In einem Datensatz enthaltene Einträge
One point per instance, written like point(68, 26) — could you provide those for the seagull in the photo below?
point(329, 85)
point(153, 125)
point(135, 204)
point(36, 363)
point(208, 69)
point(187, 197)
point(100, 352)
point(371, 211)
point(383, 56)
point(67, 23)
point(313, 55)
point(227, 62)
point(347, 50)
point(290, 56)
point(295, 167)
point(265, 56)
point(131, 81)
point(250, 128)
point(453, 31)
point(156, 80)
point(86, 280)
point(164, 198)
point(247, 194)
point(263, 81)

ZIEL DER AUFGABE
Kannst du die Liste oben vollständig in eine zweispaltige CSV mit den Spalten „eingabe“ und „ausgabe“ umwandeln, wobei jede Zeile einen Text und die zugehörige Antwort enthält? Setze jedes Feld in Anführungszeichen und ersetze Zeilenumbrüche durch Leerzeichen.

ERGEBNIS DIESER ÜBUNG
eingabe,ausgabe
"One point per instance, written like point(68, 26) — could you provide those for the seagull in the photo below?","point(329, 85) point(153, 125) point(135, 204) point(36, 363) point(208, 69) point(187, 197) point(100, 352) point(371, 211) point(383, 56) point(67, 23) point(313, 55) point(227, 62) point(347, 50) point(290, 56) point(295, 167) point(265, 56) point(131, 81) point(250, 128) point(453, 31) point(156, 80) point(86, 280) point(164, 198) point(247, 194) point(263, 81)"